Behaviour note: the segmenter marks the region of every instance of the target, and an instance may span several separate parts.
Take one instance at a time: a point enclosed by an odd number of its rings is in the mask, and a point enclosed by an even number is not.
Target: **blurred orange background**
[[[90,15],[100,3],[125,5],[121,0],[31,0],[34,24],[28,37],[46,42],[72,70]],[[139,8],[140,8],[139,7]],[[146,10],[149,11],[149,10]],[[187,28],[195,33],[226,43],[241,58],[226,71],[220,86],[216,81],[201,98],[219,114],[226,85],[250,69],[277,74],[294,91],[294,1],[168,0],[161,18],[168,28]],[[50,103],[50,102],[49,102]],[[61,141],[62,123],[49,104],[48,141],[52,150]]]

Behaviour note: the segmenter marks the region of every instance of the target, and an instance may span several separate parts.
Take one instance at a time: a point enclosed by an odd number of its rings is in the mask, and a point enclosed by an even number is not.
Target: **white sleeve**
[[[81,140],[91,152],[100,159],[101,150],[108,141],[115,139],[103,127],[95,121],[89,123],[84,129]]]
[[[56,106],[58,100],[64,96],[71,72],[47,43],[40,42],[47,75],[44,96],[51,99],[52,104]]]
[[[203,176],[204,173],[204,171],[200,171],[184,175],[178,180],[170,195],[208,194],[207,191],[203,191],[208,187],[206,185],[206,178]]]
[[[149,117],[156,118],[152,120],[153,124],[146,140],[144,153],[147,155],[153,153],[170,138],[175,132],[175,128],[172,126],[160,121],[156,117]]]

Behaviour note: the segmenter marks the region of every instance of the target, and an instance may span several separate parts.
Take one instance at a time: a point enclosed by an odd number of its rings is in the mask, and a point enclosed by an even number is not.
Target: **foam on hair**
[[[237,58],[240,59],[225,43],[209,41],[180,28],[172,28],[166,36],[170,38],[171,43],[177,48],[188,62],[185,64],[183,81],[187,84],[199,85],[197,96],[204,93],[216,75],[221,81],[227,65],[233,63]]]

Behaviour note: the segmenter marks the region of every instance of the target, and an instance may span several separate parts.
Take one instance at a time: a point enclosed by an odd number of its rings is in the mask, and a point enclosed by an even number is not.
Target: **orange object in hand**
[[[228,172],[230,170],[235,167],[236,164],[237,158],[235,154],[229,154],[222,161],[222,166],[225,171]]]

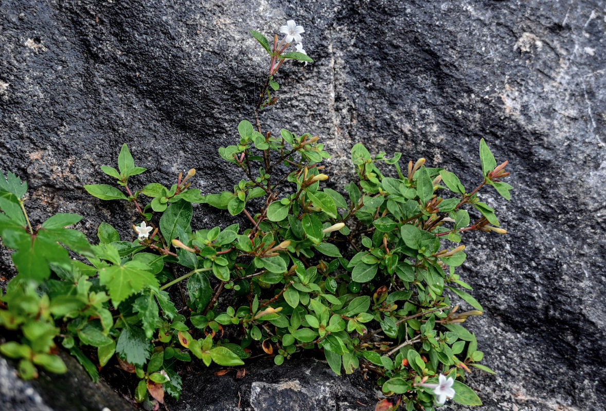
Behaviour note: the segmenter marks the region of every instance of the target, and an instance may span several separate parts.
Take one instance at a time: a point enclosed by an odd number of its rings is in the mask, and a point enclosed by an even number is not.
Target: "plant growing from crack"
[[[373,156],[358,143],[351,151],[356,179],[344,195],[325,187],[330,171],[321,163],[329,154],[319,137],[286,129],[276,136],[261,122],[261,111],[278,101],[271,93],[282,64],[313,61],[302,27],[289,21],[280,31],[285,36],[271,44],[251,31],[270,64],[255,125],[240,122],[236,143],[219,150],[245,176],[233,190],[202,195],[190,187],[191,169],[170,188],[154,182],[133,192],[130,177],[146,169],[124,145],[118,169],[101,168],[118,186],[85,188],[132,203],[142,222],[129,239],[103,223],[92,245],[65,228],[82,219],[75,214],[33,228],[27,185],[11,173],[0,177],[0,237],[16,250],[18,271],[0,298],[0,326],[9,330],[0,352],[19,360],[22,376],[35,377],[36,366],[65,371],[58,344],[93,380],[110,363],[132,373],[135,401],[158,409],[165,392],[178,399],[192,356],[197,365],[232,369],[261,355],[281,364],[307,349],[337,374],[375,375],[385,395],[380,411],[430,410],[450,398],[481,404],[461,381],[470,367],[492,372],[478,364],[483,353],[461,325],[483,309],[455,274],[466,257],[456,245],[467,231],[506,232],[478,194],[491,185],[509,199],[511,187],[501,181],[507,162],[497,166],[482,140],[482,179],[468,192],[424,159],[402,170],[400,153]],[[293,42],[296,51],[287,52]],[[249,224],[193,227],[195,203],[242,214]],[[459,312],[448,292],[473,309]],[[225,337],[227,327],[236,340]]]

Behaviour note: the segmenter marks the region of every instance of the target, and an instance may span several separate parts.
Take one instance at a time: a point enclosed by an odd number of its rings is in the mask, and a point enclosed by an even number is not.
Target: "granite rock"
[[[461,268],[485,311],[470,326],[498,373],[469,379],[484,409],[602,410],[605,15],[599,0],[5,0],[0,169],[27,180],[36,223],[78,212],[91,238],[103,220],[132,236],[132,210],[82,188],[110,182],[99,166],[113,164],[122,143],[150,169],[137,186],[191,167],[204,192],[231,186],[241,177],[217,148],[251,119],[267,65],[247,30],[270,35],[295,18],[316,61],[281,69],[264,128],[319,135],[334,156],[335,188],[351,178],[358,142],[425,157],[468,189],[479,177],[480,138],[510,161],[511,201],[481,195],[510,234],[467,235]],[[195,211],[196,227],[230,219]],[[298,393],[315,386],[295,380]],[[267,384],[277,383],[256,386]],[[187,395],[179,407],[214,406]]]

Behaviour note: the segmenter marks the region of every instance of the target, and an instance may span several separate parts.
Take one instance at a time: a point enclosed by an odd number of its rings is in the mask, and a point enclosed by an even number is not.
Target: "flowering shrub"
[[[478,192],[491,185],[509,199],[507,162],[497,166],[481,140],[481,178],[468,191],[424,159],[402,169],[400,153],[373,156],[359,143],[351,151],[356,179],[342,192],[325,187],[330,171],[321,163],[329,154],[318,136],[286,129],[275,136],[261,125],[259,112],[276,102],[274,76],[284,62],[313,61],[302,27],[289,21],[280,31],[285,37],[271,45],[251,31],[270,67],[255,125],[240,122],[234,145],[219,150],[245,176],[233,190],[202,195],[191,188],[191,169],[170,188],[152,183],[133,192],[129,179],[146,169],[124,145],[117,169],[101,167],[116,186],[85,188],[132,205],[142,222],[131,238],[103,223],[90,244],[65,228],[79,215],[58,214],[34,229],[27,185],[11,173],[0,178],[0,236],[16,250],[18,271],[0,300],[0,326],[15,331],[0,352],[19,360],[23,378],[35,378],[36,367],[65,371],[58,343],[95,380],[110,363],[136,375],[135,399],[157,409],[165,393],[178,399],[179,370],[192,357],[238,367],[264,353],[281,364],[310,349],[338,375],[375,375],[386,396],[377,410],[429,410],[449,398],[481,404],[461,381],[470,367],[492,371],[478,364],[483,353],[461,325],[483,310],[455,274],[466,257],[456,245],[467,231],[506,232]],[[296,51],[286,52],[293,41]],[[243,214],[250,225],[192,227],[192,204],[201,203]],[[182,301],[167,292],[182,284]],[[473,309],[459,310],[451,295]]]

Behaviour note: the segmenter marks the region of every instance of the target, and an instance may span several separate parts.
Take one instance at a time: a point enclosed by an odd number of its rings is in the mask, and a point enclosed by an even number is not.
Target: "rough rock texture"
[[[187,389],[168,406],[180,411],[354,411],[373,408],[379,392],[361,375],[339,377],[325,363],[313,359],[279,366],[268,359],[245,370],[242,379],[235,371],[221,376],[185,373]]]
[[[62,355],[69,372],[40,372],[37,380],[24,381],[15,364],[0,357],[0,409],[3,411],[134,411],[103,382],[93,383],[75,358]]]
[[[507,204],[482,194],[508,235],[465,239],[461,274],[485,309],[471,326],[499,373],[470,383],[490,411],[601,410],[605,14],[599,0],[4,0],[0,169],[28,182],[35,222],[79,212],[89,233],[108,220],[132,235],[130,209],[82,188],[109,182],[98,167],[115,163],[123,142],[150,170],[133,179],[139,186],[192,166],[204,192],[230,185],[240,176],[216,149],[250,119],[267,65],[247,30],[269,35],[295,18],[316,62],[281,69],[264,129],[320,135],[336,186],[350,177],[348,151],[361,141],[425,157],[470,189],[485,138],[510,160],[516,190]],[[196,209],[199,227],[228,220]],[[222,401],[188,395],[179,406]]]

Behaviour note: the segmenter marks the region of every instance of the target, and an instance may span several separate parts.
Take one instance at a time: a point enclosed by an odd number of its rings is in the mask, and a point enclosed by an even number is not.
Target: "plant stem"
[[[19,199],[19,205],[21,206],[21,211],[23,211],[23,215],[25,216],[25,221],[27,222],[27,226],[30,228],[30,234],[34,234],[34,231],[32,229],[32,223],[30,222],[30,217],[27,217],[27,213],[25,212],[25,208],[23,205],[23,201],[21,199]]]
[[[162,290],[166,289],[170,286],[175,285],[180,281],[182,281],[185,278],[188,278],[189,277],[191,277],[197,272],[202,272],[202,271],[210,271],[212,269],[213,269],[212,268],[198,268],[198,269],[193,270],[193,271],[190,271],[187,274],[185,274],[184,275],[181,275],[178,278],[176,278],[175,280],[173,280],[170,283],[165,284],[162,286],[160,287],[160,291],[161,291]]]

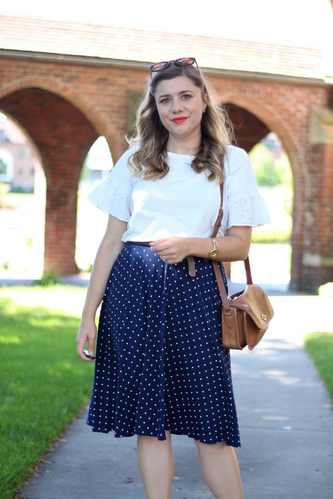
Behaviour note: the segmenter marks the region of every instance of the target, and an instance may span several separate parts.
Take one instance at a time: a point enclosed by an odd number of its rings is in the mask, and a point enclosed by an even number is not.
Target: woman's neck
[[[169,140],[167,143],[166,150],[168,152],[175,154],[189,154],[195,156],[200,148],[198,141],[195,144],[192,142],[181,142]]]

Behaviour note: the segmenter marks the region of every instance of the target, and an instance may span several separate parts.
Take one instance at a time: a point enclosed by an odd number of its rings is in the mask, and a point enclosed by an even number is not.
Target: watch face
[[[211,258],[215,258],[215,256],[217,256],[219,254],[218,250],[212,250],[209,253],[209,256]]]

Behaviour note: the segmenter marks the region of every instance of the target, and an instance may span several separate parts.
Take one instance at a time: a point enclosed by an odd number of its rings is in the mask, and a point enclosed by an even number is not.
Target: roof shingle
[[[195,56],[202,67],[323,79],[322,48],[0,15],[0,49],[149,63]]]

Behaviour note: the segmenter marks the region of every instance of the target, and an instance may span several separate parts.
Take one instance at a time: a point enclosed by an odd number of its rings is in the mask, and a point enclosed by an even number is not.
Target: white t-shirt
[[[164,178],[133,177],[129,149],[88,199],[107,214],[127,222],[122,240],[153,241],[170,236],[209,238],[221,196],[217,183],[191,167],[193,156],[168,153],[169,171]],[[218,236],[233,226],[269,223],[252,166],[243,149],[228,146],[224,161],[223,218]]]

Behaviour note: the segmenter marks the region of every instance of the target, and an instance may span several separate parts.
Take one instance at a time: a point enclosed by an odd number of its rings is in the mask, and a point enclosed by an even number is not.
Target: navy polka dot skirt
[[[93,431],[165,440],[170,430],[240,447],[221,297],[211,262],[194,260],[192,277],[186,259],[168,265],[149,247],[120,253],[98,325]]]

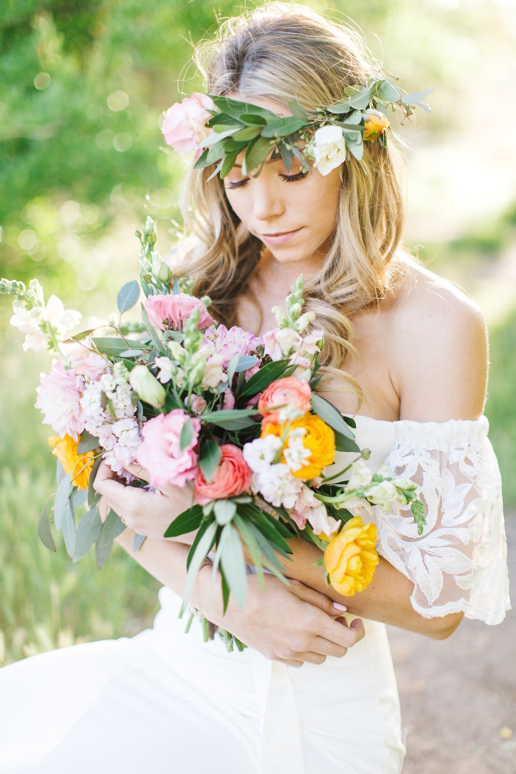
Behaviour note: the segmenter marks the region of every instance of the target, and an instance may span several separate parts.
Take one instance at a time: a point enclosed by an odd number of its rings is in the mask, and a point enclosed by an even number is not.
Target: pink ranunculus
[[[212,117],[208,111],[214,109],[213,100],[198,92],[174,103],[167,110],[161,128],[166,144],[176,153],[196,151],[196,158],[199,158],[202,153],[199,144],[213,132],[206,124]]]
[[[220,451],[222,458],[210,484],[206,482],[200,467],[195,477],[193,497],[200,505],[212,500],[241,495],[249,488],[252,471],[241,450],[232,444],[223,444]]]
[[[189,317],[196,308],[200,314],[200,330],[215,322],[204,304],[195,296],[189,296],[186,293],[149,296],[144,306],[151,323],[159,330],[166,330],[168,327],[178,328],[179,323]]]
[[[84,430],[84,414],[80,403],[84,387],[82,377],[77,376],[73,368],[65,371],[59,361],[54,361],[50,374],[41,374],[35,406],[45,415],[43,424],[51,425],[60,438],[69,435],[77,440]]]
[[[287,376],[272,382],[264,390],[258,403],[258,410],[267,422],[277,422],[279,410],[271,410],[272,406],[290,404],[306,413],[310,410],[311,398],[312,389],[306,379]]]
[[[197,444],[200,420],[192,417],[193,436],[185,449],[181,449],[181,430],[190,419],[181,409],[169,414],[159,414],[145,422],[142,428],[143,439],[136,452],[139,464],[151,474],[150,484],[162,487],[167,484],[184,486],[195,477],[197,454],[193,450]]]

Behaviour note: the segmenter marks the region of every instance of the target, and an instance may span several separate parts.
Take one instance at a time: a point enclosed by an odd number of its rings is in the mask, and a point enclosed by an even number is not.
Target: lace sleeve
[[[409,508],[377,508],[379,553],[415,584],[411,602],[425,618],[463,611],[500,623],[510,608],[507,544],[487,420],[395,424],[385,464],[421,487],[427,523],[419,536]]]

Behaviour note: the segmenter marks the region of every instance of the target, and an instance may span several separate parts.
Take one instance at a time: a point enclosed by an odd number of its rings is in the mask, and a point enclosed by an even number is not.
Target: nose
[[[283,197],[268,176],[260,175],[254,182],[253,214],[256,220],[270,221],[282,215]]]

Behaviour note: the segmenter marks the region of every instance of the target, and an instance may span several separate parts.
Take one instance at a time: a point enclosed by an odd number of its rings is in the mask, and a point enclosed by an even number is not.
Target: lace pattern
[[[385,464],[421,487],[426,526],[409,507],[376,510],[378,552],[415,584],[411,602],[425,618],[463,611],[497,624],[510,608],[501,481],[486,417],[395,422]]]

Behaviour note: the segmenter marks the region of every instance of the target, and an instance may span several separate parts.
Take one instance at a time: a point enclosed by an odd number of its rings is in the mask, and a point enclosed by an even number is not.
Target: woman
[[[282,117],[292,100],[313,111],[378,74],[349,30],[273,3],[224,28],[207,80],[214,94]],[[118,542],[165,584],[162,610],[132,640],[2,670],[5,774],[394,774],[404,748],[384,624],[443,639],[464,614],[497,623],[508,605],[500,478],[482,417],[485,324],[400,252],[392,142],[373,140],[361,164],[350,158],[327,174],[269,154],[259,176],[244,175],[242,156],[224,181],[208,180],[213,166],[191,172],[185,214],[196,238],[177,271],[211,296],[220,321],[256,334],[275,327],[272,307],[304,275],[305,308],[326,331],[318,392],[356,415],[373,469],[422,485],[427,527],[418,537],[406,512],[377,509],[380,564],[350,598],[324,584],[313,567],[320,552],[302,540],[292,540],[288,588],[269,576],[263,593],[251,575],[245,608],[230,603],[225,616],[203,567],[195,607],[250,646],[228,654],[177,620],[192,536],[162,536],[191,489],[135,490],[101,467],[95,487],[128,525]],[[136,553],[135,531],[149,536]]]

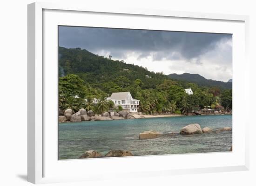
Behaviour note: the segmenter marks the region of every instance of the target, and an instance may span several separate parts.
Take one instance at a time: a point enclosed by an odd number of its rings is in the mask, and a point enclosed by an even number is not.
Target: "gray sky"
[[[227,81],[232,77],[232,35],[60,26],[59,45],[146,67],[165,74],[199,74]]]

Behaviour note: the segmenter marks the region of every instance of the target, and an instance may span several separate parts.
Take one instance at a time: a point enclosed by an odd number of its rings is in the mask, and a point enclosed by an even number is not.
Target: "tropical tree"
[[[176,101],[172,100],[170,103],[170,111],[171,112],[174,113],[177,109],[177,106],[176,105]]]
[[[224,107],[225,111],[229,109],[232,109],[232,89],[223,90],[222,93],[220,98],[221,100],[222,105]]]
[[[113,101],[108,100],[107,102],[108,106],[109,109],[114,109],[115,107],[115,103]]]
[[[87,110],[94,110],[94,103],[93,103],[93,98],[92,96],[88,96],[86,99],[86,101],[85,102],[84,105],[84,109]]]
[[[181,110],[183,114],[188,114],[191,109],[191,105],[189,103],[186,98],[183,99],[182,102],[182,107]]]
[[[149,103],[148,102],[145,101],[141,101],[140,102],[139,109],[140,111],[143,113],[148,113],[148,112],[150,110]]]
[[[59,82],[59,94],[61,97],[84,98],[86,88],[84,81],[75,74],[69,74],[60,77]]]
[[[166,113],[167,112],[169,112],[170,110],[171,110],[171,108],[170,108],[170,102],[169,102],[168,101],[167,101],[163,105],[162,111],[162,112]]]
[[[66,110],[68,109],[72,109],[74,112],[77,111],[77,102],[76,99],[73,97],[68,97],[64,101],[64,103],[61,106],[61,109]]]
[[[85,106],[84,99],[82,98],[76,99],[76,108],[78,110],[80,109],[83,109]]]

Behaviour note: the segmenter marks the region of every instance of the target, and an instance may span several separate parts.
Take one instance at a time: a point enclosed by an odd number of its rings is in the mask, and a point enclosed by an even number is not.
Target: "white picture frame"
[[[65,17],[67,14],[68,16]],[[94,17],[94,21],[95,20],[96,23],[85,23],[81,19],[75,19],[84,16]],[[116,21],[113,22],[112,25],[108,22],[101,22],[100,19],[102,18],[102,16],[108,17],[110,19],[116,19]],[[118,18],[120,18],[118,16],[121,16],[122,19],[127,20],[125,22],[127,24],[126,26],[121,25],[120,23],[118,25]],[[62,19],[64,18],[65,20],[61,20],[61,17]],[[137,20],[131,20],[135,19]],[[55,109],[54,106],[52,107],[54,108],[53,110],[51,111],[52,115],[48,114],[47,113],[50,111],[46,109],[49,103],[54,105],[54,103],[57,102],[57,99],[55,99],[57,96],[56,90],[57,81],[52,81],[55,79],[54,78],[57,80],[56,70],[57,61],[55,59],[57,58],[57,55],[56,55],[57,45],[52,45],[53,43],[57,43],[57,40],[56,40],[57,37],[56,35],[56,26],[63,24],[64,25],[82,26],[92,26],[93,24],[95,24],[93,26],[96,26],[98,24],[102,27],[118,26],[120,28],[128,27],[129,28],[136,28],[141,26],[140,28],[148,28],[149,26],[147,26],[147,25],[143,25],[141,23],[143,20],[146,21],[145,21],[145,24],[147,20],[149,19],[155,21],[154,20],[155,19],[158,20],[158,25],[161,25],[162,19],[164,19],[165,21],[173,21],[174,25],[177,26],[175,29],[178,31],[222,32],[234,34],[234,96],[233,113],[233,122],[233,122],[233,140],[234,144],[233,151],[223,153],[58,161],[56,159],[56,152],[58,151],[56,149],[57,144],[55,140],[57,136],[56,127],[53,127],[54,125],[46,125],[46,123],[50,122],[55,122],[56,125],[57,125],[57,115],[54,116],[57,112],[57,105],[56,104]],[[98,20],[99,22],[97,23]],[[245,103],[247,108],[249,107],[248,106],[249,101],[248,101],[249,100],[249,84],[248,81],[249,62],[248,60],[249,21],[249,17],[243,15],[120,7],[105,9],[104,8],[87,7],[85,5],[72,3],[37,2],[28,5],[28,181],[37,184],[114,179],[116,176],[130,178],[136,176],[168,176],[177,174],[249,170],[249,121],[246,119],[249,118],[245,115],[246,114],[243,114],[243,116],[236,115],[238,112],[236,108],[243,103]],[[179,23],[182,21],[186,21],[184,23],[187,24]],[[190,22],[193,22],[195,25],[198,25],[198,27],[192,28],[189,23]],[[155,23],[156,25],[157,23]],[[205,24],[205,28],[202,26],[203,24]],[[216,28],[214,29],[211,28],[211,26],[215,24],[216,26]],[[155,26],[157,26],[155,25]],[[153,26],[152,26],[150,28],[153,28]],[[155,29],[157,29],[155,27]],[[163,29],[169,30],[168,27]],[[174,30],[174,29],[172,30]],[[51,61],[53,60],[56,63],[50,64],[47,62],[47,60]],[[239,63],[239,61],[244,62],[241,64]],[[241,86],[243,88],[241,88]],[[49,90],[54,90],[53,94],[54,96],[49,94]],[[242,116],[244,118],[242,118]],[[239,123],[242,123],[243,125],[239,125]],[[50,143],[50,141],[55,142]],[[190,158],[203,160],[210,159],[211,161],[202,164],[200,162],[190,163],[189,161],[184,160],[184,165],[178,163],[179,161],[182,159],[189,160]],[[175,164],[175,162],[177,163]],[[162,163],[163,162],[165,163]],[[172,163],[171,164],[171,163],[167,162]],[[82,166],[84,167],[85,165],[90,168],[91,171],[86,173],[86,174],[84,173],[79,174],[79,171],[82,168]],[[100,167],[99,166],[101,167]],[[121,171],[117,169],[120,166],[126,166],[127,170]],[[74,168],[76,168],[76,167],[77,171],[74,170]],[[99,167],[100,171],[98,170]],[[65,169],[65,172],[63,171]]]

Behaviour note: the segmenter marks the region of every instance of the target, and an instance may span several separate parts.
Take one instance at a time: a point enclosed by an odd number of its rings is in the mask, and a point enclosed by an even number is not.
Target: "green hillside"
[[[179,80],[184,80],[190,82],[195,83],[199,85],[208,87],[218,87],[221,89],[232,89],[232,81],[228,82],[223,82],[211,79],[207,79],[202,76],[197,74],[184,73],[182,74],[171,74],[168,77]]]
[[[232,108],[231,89],[175,80],[162,73],[150,72],[80,48],[60,47],[59,54],[59,105],[64,109],[86,108],[101,112],[113,107],[105,105],[104,97],[112,92],[124,91],[141,100],[140,110],[145,113],[186,113],[193,108],[209,105]],[[189,87],[193,95],[185,92],[184,89]],[[88,102],[94,97],[101,99],[102,104],[92,106]],[[88,103],[83,103],[85,98]]]

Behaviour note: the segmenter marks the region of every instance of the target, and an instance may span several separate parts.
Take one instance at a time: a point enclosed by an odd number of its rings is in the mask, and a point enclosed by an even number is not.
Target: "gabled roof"
[[[123,100],[126,99],[128,94],[130,94],[130,92],[114,92],[111,94],[110,99]]]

# # # #

→ Aim
Rewrite the entries from the start through the line containing "Target: **blurred orange background**", replacing "segmenter" with "labeler" and changing nothing else.

→ Solution to the exercise
Behaviour note: the labeler marks the region of every instance of the target, and an instance may span several separate parts.
Take one instance at a time: a point enclosed by an odd number of its rings is in the mask, and a point enclosed by an even number is not.
Target: **blurred orange background**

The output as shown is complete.